▶ _To be done_:
Give the material from its start through the line containing "[[292, 177]]", inclusive, as a JSON list of strings with one string per line. Leave out blank lines and the pictures.

▶ _Material provided_:
%%
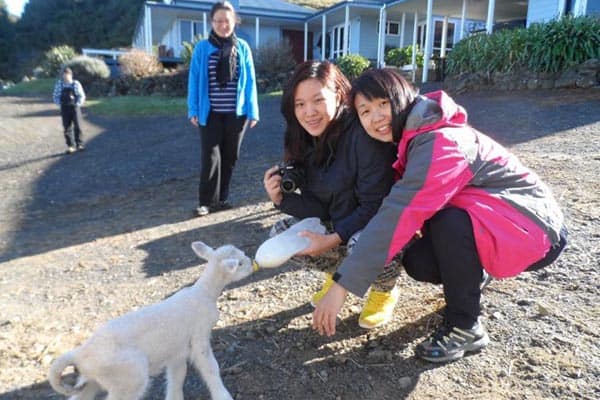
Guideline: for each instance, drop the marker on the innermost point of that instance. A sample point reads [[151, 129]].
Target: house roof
[[268, 8]]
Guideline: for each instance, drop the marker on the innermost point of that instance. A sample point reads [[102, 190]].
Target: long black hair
[[387, 83], [297, 141]]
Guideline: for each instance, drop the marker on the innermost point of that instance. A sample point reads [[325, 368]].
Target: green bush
[[273, 62], [549, 47], [139, 64], [88, 69], [352, 65], [55, 58], [400, 56], [561, 44]]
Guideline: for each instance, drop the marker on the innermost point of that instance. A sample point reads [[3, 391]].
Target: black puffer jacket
[[350, 188]]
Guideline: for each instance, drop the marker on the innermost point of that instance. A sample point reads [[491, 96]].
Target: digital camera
[[292, 177]]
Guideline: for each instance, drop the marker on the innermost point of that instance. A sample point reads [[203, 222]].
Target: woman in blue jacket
[[221, 98]]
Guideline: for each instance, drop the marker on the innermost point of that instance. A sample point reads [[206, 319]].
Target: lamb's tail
[[55, 374]]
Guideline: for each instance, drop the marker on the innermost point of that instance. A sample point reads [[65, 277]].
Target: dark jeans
[[70, 117], [220, 142], [447, 254]]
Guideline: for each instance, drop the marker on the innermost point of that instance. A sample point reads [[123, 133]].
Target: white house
[[167, 24], [363, 27]]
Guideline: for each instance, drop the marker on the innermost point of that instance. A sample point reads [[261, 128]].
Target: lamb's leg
[[205, 361], [127, 377], [89, 391], [175, 378]]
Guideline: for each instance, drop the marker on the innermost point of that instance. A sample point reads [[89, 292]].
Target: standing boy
[[69, 95]]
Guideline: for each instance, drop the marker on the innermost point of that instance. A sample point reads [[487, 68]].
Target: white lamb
[[121, 355]]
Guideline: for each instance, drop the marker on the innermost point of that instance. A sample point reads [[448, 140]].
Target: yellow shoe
[[379, 308], [319, 295]]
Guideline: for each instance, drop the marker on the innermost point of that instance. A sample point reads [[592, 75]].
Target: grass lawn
[[115, 106]]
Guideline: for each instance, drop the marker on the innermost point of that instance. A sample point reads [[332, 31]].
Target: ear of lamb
[[202, 250], [230, 265]]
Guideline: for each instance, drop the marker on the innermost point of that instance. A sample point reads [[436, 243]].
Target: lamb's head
[[230, 261]]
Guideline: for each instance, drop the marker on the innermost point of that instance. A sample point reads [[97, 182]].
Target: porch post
[[413, 60], [346, 29], [148, 29], [561, 8], [444, 37], [579, 8], [463, 17], [428, 41], [306, 41], [402, 26], [381, 40], [323, 38], [257, 32], [489, 24]]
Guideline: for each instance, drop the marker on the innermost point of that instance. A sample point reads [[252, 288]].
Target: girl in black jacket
[[342, 176]]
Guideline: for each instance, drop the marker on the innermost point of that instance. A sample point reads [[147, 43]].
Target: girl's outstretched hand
[[327, 309], [319, 243], [271, 181]]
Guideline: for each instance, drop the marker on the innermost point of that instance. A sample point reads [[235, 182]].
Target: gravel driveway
[[89, 236]]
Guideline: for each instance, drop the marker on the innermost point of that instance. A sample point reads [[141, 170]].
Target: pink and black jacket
[[443, 162]]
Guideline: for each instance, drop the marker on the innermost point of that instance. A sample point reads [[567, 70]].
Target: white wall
[[542, 10], [368, 37]]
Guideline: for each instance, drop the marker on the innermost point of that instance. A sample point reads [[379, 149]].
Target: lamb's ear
[[230, 264], [202, 250]]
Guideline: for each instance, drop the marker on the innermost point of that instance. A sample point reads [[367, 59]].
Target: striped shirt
[[222, 99]]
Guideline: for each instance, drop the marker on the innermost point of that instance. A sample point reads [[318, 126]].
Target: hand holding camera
[[283, 178], [272, 183]]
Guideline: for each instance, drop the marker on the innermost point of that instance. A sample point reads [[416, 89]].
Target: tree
[[7, 42], [76, 23]]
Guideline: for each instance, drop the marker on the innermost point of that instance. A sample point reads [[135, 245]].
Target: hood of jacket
[[432, 111]]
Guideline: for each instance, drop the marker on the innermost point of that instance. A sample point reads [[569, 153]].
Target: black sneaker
[[223, 205], [485, 280], [201, 211], [451, 343]]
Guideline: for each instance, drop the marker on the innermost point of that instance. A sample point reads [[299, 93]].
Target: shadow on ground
[[255, 361], [142, 172], [136, 173]]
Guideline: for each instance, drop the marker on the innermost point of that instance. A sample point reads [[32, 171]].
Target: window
[[337, 41], [437, 36], [392, 28]]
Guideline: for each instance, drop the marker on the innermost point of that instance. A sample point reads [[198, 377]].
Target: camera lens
[[288, 186]]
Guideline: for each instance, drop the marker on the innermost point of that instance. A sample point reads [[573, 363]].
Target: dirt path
[[87, 237]]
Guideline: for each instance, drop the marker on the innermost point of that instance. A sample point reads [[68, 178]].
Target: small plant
[[88, 69], [139, 64], [55, 58], [352, 65]]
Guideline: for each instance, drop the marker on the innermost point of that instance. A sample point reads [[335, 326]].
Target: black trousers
[[447, 254], [71, 115], [220, 142]]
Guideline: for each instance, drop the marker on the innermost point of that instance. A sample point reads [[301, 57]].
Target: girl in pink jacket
[[463, 207]]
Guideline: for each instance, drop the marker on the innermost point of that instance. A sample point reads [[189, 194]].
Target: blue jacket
[[198, 102]]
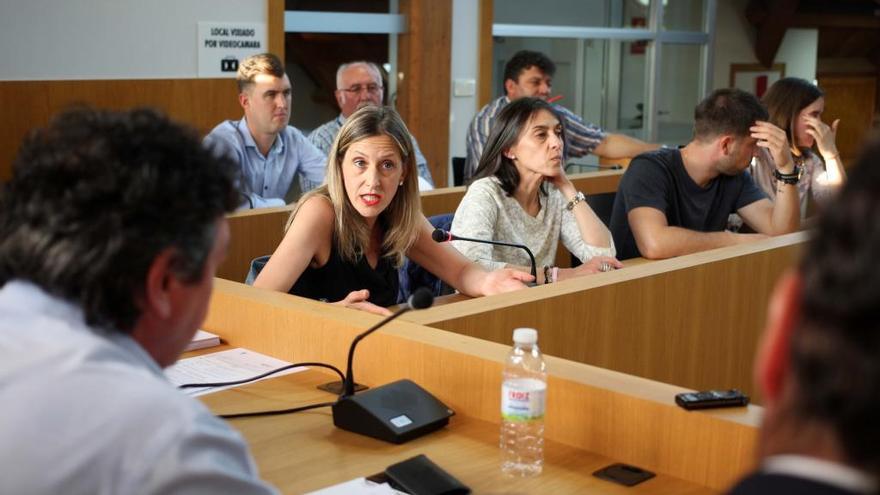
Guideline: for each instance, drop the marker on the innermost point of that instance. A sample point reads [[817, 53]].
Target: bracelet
[[575, 200], [791, 178]]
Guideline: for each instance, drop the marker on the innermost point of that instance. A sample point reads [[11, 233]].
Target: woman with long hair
[[796, 105], [520, 194], [346, 239]]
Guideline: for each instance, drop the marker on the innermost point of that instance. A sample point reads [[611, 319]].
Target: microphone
[[440, 235], [613, 166], [396, 412], [420, 299]]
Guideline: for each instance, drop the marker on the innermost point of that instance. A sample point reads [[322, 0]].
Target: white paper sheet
[[358, 486], [223, 366]]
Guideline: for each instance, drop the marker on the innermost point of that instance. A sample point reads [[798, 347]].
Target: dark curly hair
[[727, 111], [508, 127], [835, 348], [97, 195], [524, 59]]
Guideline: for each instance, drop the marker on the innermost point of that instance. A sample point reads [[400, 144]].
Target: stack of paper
[[203, 339]]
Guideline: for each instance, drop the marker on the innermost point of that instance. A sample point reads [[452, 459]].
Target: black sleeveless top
[[333, 281]]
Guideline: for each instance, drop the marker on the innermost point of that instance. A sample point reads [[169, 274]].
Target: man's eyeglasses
[[357, 88]]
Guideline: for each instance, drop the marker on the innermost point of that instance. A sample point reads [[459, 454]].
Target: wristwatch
[[575, 200], [792, 178]]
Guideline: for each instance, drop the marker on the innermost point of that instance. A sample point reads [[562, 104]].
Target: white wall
[[465, 67], [735, 41], [109, 39], [551, 12]]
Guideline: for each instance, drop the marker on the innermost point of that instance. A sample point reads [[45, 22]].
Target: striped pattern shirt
[[580, 137]]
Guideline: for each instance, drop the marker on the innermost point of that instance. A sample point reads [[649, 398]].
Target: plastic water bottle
[[523, 397]]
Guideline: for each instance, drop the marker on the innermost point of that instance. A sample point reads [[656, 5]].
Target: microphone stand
[[449, 236]]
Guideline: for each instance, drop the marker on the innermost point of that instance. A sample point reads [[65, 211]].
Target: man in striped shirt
[[530, 73], [359, 84]]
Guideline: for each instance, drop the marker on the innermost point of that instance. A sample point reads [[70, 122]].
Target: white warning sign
[[223, 45]]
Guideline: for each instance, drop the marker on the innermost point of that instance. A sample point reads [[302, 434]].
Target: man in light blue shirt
[[269, 151], [530, 74], [111, 230], [359, 84]]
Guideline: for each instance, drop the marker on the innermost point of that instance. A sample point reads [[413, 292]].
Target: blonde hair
[[402, 219]]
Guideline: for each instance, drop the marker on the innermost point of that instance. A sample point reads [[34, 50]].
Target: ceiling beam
[[772, 20]]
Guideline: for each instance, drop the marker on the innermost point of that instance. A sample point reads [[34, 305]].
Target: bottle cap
[[525, 336]]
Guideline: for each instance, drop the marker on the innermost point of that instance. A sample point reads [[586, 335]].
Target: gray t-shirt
[[487, 212], [658, 179]]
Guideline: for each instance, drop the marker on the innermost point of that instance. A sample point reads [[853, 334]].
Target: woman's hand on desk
[[504, 280], [596, 264], [358, 300]]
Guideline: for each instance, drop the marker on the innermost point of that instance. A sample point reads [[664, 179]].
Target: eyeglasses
[[357, 88]]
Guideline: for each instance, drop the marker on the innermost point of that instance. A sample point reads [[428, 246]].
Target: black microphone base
[[397, 412]]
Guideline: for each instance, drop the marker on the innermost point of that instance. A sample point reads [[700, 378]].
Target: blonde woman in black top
[[345, 238]]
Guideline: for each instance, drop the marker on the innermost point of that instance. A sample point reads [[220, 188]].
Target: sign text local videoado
[[223, 45]]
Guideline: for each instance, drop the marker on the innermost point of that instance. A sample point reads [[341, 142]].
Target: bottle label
[[523, 399]]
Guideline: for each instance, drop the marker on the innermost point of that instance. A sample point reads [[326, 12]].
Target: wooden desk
[[304, 451], [593, 415], [258, 232], [692, 320]]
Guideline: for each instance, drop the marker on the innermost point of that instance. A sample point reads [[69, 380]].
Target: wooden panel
[[252, 233], [275, 27], [467, 449], [610, 414], [201, 103], [424, 57], [852, 100], [692, 321], [487, 13]]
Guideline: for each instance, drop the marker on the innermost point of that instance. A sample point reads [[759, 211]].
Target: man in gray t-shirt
[[675, 202]]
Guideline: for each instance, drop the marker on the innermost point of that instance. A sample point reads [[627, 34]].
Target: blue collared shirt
[[323, 137], [265, 180]]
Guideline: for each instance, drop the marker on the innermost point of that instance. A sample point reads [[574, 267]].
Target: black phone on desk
[[711, 399]]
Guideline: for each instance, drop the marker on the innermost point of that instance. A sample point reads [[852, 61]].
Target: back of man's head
[[727, 111], [97, 195], [524, 59], [835, 345], [251, 67]]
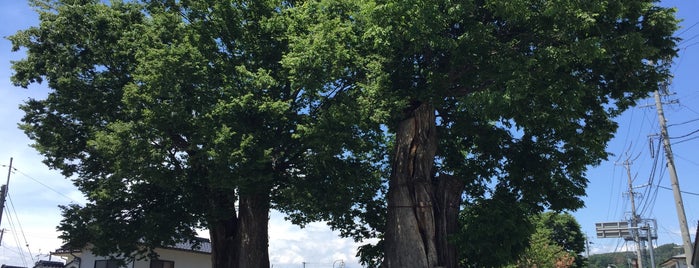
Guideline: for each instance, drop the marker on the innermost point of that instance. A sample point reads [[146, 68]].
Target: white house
[[182, 255]]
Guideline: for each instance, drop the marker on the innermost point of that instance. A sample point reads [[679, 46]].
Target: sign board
[[612, 229]]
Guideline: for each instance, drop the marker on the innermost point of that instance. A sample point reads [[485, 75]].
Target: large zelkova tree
%%
▶ _Reply to the task_:
[
  "Guideline: for each instance, drop the marker on the innermost point of that instance. A sample point reads [[151, 129]].",
  "Target: house roof",
  "[[268, 8]]",
  "Guideline: for each instance, drop the marker on the innermost point of that instance. A sample point reads [[102, 190]].",
  "Target: long black hair",
  "[[387, 83], [297, 141]]",
  "Guideline: for each instance, drop the marker on the innermost point of that instance. A sample point reads [[325, 368]].",
  "Target: green bush",
  "[[273, 62], [549, 47], [139, 64], [88, 69], [352, 65], [55, 58], [400, 56], [561, 44]]",
  "Guideline: for each instance, drop the marker on the innermost point of that instance. A sample point reads [[3, 391]].",
  "Target: black puffer jacket",
  "[[350, 188]]",
  "Guideline: for each instance, drop the marker on the innermost point of that instance. A sample point reads [[491, 96]].",
  "Target: digital camera",
  "[[292, 177]]"
]